* Things to do
1/ Translate this sentence from the blog post about Coca-Cola into Spanish: "The wellness campaign comes amid obesity concerns in the United States, particularly among children."
2/ Pick up the blog post about Coca-Cola's business troubles where it stops and keep writing it.

* Reading text

>> begin

Cokehead Junkytude
Well it’s that time of year again when Coca-Cola trots out their Satan Claus packaging to fire the folks up for some ice-cold Coke as the snow starts to fly. Though the tradition hasn’t quite been the same since learning that the modern style man-sized red-garbed elf was not created by Coke but only exploited as a marketing ploy to get their colors out there for the holidays. Oh well, another favorite urban legend debunked for Poor Montag.
Well, Poor Montag isn’t the only one this year in a Coca-Cola-marketing buzzkill funk. It seems Coca-Cola themselves are falling on hard times. According to the linked Reuters article of Dec 7th, the company’s investors have fretted that “…new product introductions seemed risky and expressed disappointment about no big acquisition being in the horizon.” What’s more, the pitiful behemoth “…has struggled for five years to boost sluggish soft drink sales and meet changing consumer tastes…” in Coke CEO Neville Isdell’s words its been a downright “innovation deficit!” Dark times indeed!
And the troubles don’t stop there:
Chief Financial Officer Gary Fayard said that currency translation would likely be a drag on next year’s results. A stronger dollar hurts U.S. companies as it reduces the income from overseas when converted into U.S. dollars. Fayard also said Coke plans to spend $2 billion to $2.5 billion on share repurchases and boost its dividend next year.
“It is going be tug of war between underlying fundamentals, which are looking better, and the currency, which they have no control over and it could be a big negative,” said John Faucher. [Emphasis added.]
Don’t ask who John Faucher is, but Your Montag is pretty sure he just said there’s going to be a war between fundamentalists and the currency! The Stump’s own (we thought) resident crackpot Schismism has written about this. Little did we realize.
So how will Coke overcome the “innovation deficit” they have saddled themselves with?
Coca-Cola Blak is a new cola-coffee beverage that will debut next month in France. Also during the presentation, Coke marketing chief Mary Minnick said Coke was introducing higher- margin extensions in the fast-growing water category and that it plans to launch “Tab” energy drink targeting women. [Once again, emphasis added.]
Hey Coke, I have a fantastic idea for you. It’ll help you out in the fast-growing water category. . . . A water bottling factory that does nothing more than bottle local tap water. . . and, (this is the good part,) pollutes the local water supply! (Extra growth if you pollute it with something only you know how to filter out!) Whaddaya say? Too cynical? Hey, it’s worth a try. Just think how fucking rich your investors are gonna be when drinking water becomes a commodity! You guys are gonna kick ass then. Think of the profits!
What? You got anything better in the cynical marketing department?
The company unveiled a new advertising campaign expected to debut in North America during the 2006 Winter Olympics that will promote wellness and showcase its broad lineup of drinks.
The wellness campaign comes amid obesity concerns in the United States, particularly among children.
Oooh! That is good! By the way, are you putting corn syrup in Dasani yet?

>> end

* Data lines
>> begin

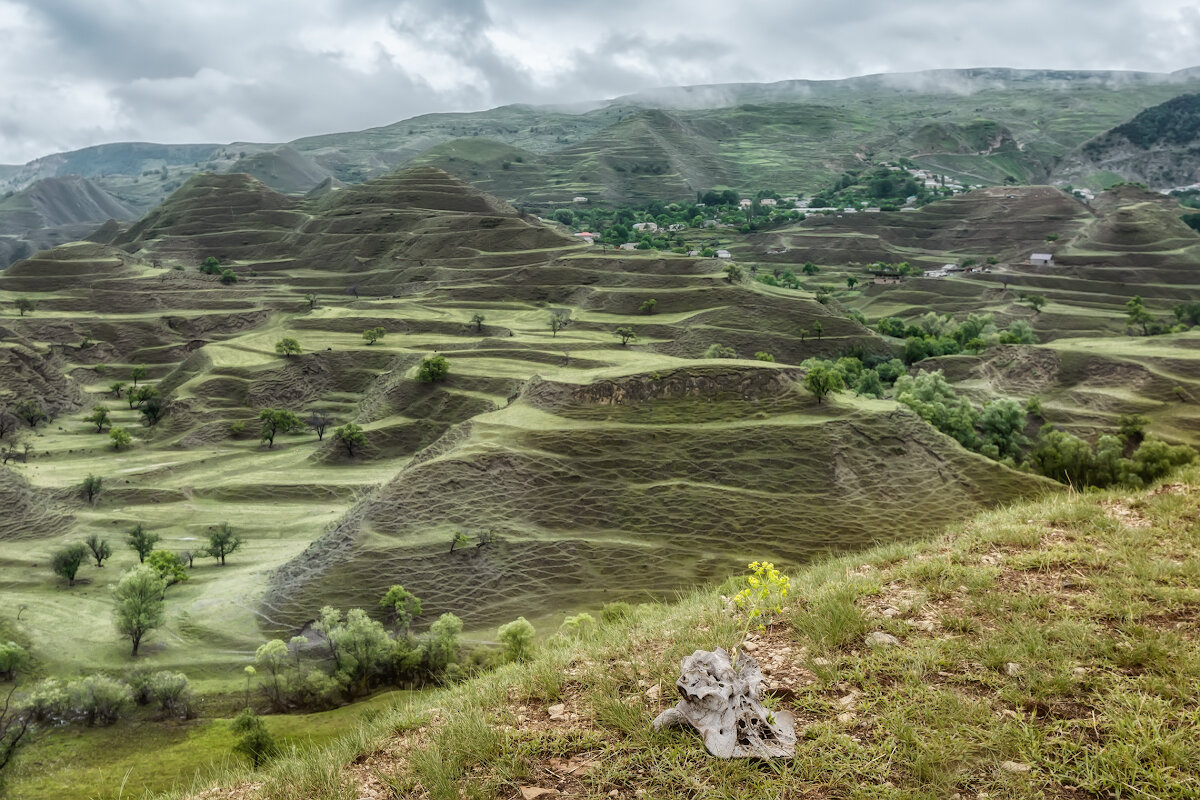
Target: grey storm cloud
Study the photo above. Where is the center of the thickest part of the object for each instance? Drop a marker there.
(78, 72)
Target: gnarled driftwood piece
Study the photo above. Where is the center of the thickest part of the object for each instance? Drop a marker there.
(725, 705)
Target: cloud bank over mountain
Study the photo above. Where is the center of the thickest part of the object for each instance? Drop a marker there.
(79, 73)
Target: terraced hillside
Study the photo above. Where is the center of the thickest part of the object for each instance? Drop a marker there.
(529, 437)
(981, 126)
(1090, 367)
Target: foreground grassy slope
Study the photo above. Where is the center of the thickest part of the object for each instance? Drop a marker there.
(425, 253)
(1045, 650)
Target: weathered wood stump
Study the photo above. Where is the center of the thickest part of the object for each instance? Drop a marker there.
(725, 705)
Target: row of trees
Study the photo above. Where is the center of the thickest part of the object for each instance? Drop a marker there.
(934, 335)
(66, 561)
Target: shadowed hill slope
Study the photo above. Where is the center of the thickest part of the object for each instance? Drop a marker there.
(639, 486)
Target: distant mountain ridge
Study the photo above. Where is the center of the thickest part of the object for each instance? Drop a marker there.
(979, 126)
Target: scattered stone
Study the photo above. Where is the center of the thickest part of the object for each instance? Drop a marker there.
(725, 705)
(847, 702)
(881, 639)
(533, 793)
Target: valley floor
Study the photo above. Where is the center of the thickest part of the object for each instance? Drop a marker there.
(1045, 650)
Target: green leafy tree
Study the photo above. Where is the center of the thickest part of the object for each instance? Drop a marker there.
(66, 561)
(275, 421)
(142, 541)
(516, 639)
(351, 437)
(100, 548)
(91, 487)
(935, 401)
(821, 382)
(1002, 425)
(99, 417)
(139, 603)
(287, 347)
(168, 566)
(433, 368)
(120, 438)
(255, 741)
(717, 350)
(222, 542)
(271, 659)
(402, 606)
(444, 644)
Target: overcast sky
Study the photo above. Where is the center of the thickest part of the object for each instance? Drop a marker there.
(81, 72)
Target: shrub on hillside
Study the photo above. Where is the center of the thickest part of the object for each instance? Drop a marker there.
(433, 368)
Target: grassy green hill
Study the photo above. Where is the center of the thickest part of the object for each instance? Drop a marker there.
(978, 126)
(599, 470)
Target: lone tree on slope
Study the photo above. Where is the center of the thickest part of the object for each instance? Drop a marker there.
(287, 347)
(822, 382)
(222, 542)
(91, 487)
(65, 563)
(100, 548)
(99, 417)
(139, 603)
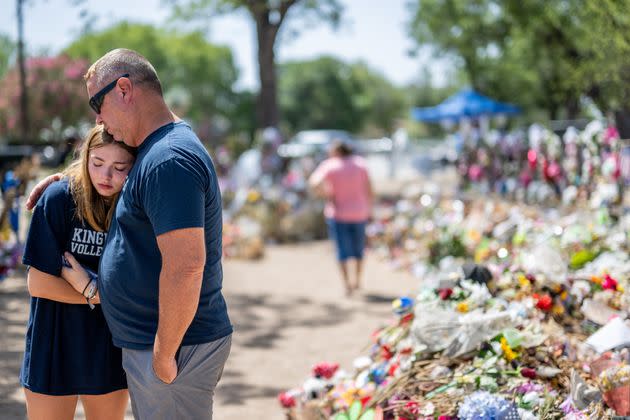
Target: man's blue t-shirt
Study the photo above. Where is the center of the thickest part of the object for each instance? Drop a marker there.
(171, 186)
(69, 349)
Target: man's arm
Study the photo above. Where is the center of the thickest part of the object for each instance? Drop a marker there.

>> end

* Task-by-task outputs
1/ La campaña de bienestar llega en medio de la preocupación por la obesidad en los Estados Unidos, particularmente entre los niños.

2/
You: Gee, Montag, I thought you were a big-time Cokeologist. What’s with all the disdain?
Me: I’m just getting to that.
You see, Your Montag has been a big-time Cokeologist for a long time. A long time. Since before their Cokeologist ad campaign, even. In Junior High, I hyperbolically waxed poetic — in the journal we were required to keep on the 8th grade survival trip — about the withdrawal trauma I was suffering from 72 hours without Coke. The New Coke debacle was one of the hardest periods of my young life. As a high School Freshman I experimented with religion and gave up soda for lent. I got through the tribulation, but religion didn’t make sense to me after that.
My enthusiasm for the beverage has at times given me pause. Previous attempts to come to terms with — and make light of — it led to this shtick I used to do where my frantic little inner paranoid conspiracy theorist would fret about the mind-control properties of High Fructose Corn Syrup— in between guzzles of my fourth Coke of my twelve hour workday, of course. Well, some time later, as it would turn out, Your Montag found that the mind-control part wasn’t totally off the wall.
Check out this article from the Independent: Official: Coke takes over parts of the brain that Pepsi can’t reach.
Uhhh . . . whaa? . . . takes over . . . hmmm? . . . parts of the brain. TAKES OVER PARTS OF THE BRAIN, WTF?!!
Properly motivated one might even find themselves reading the study cited in the Independent article: Neural Correlates of Behavioral Preference for Culturally Familiar Drinks
No! That’s not possible! Your Skeptical Montag is the most marketing-weary fucker there ever was. A logo or advertising scheme could never infiltrate my brain to cause an addiction. No. Fucking. Way.
Still, not satisfied with my own convictions, Your Wary Montag, decided to put them to the test and take the Pepsi Challenge.
YOUR MONTAG’S ADDICTION
Yes, Your Montag is afflicted with an addiction to Coca-Cola. Your Montag has easily overcome many vices. So-called gateway drugs, alcohol, ice cream— none of these are any match for my ability to stop using them cold turkey. But the allure of that demon-whore Coke seems inescapable.
Perhaps it’s simply reliance on caffeine to get through the day, same as many coffee drinkers. Perhaps there’s more to it. Past attempts to switch to iced tea were thwarted by tea’s lack of carbonation: like drinking flat soda. Unsweetened iced tea? Forget about it. Perhaps it’s a sweet tooth that is the culprit. Perhaps there’s something to my paranoid High Fructose Corn Syrup theory. After reading that Independent article I began to wonder about the persistent nature of my addiction… Has Coke’s advertising message insinuated itself in my nervous system?
…the researchers found that the Coke label stimulated a huge increase in activity in parts of the brain associated with cultural knowledge, memory and self-image – so much that the scientists could use brain scans to predict which soft drink an individual was likely to prefer. The Pepsi label produced no such increase.
Is it possible that this pop-drinking habit has been hardwired into my precious brain? This is not acceptable. If true, it would mean there exists in me weakness greater than that of simple caffeine addiction. It would mean weakness of mind. This is why I must take…
THE TASTE TEST
If I could differentiate between the taste of Coke and another cola product (i.e. Pepsi) and I had an honest preference for Coke, then I could feel better about whatever weakness underlies my junkytude.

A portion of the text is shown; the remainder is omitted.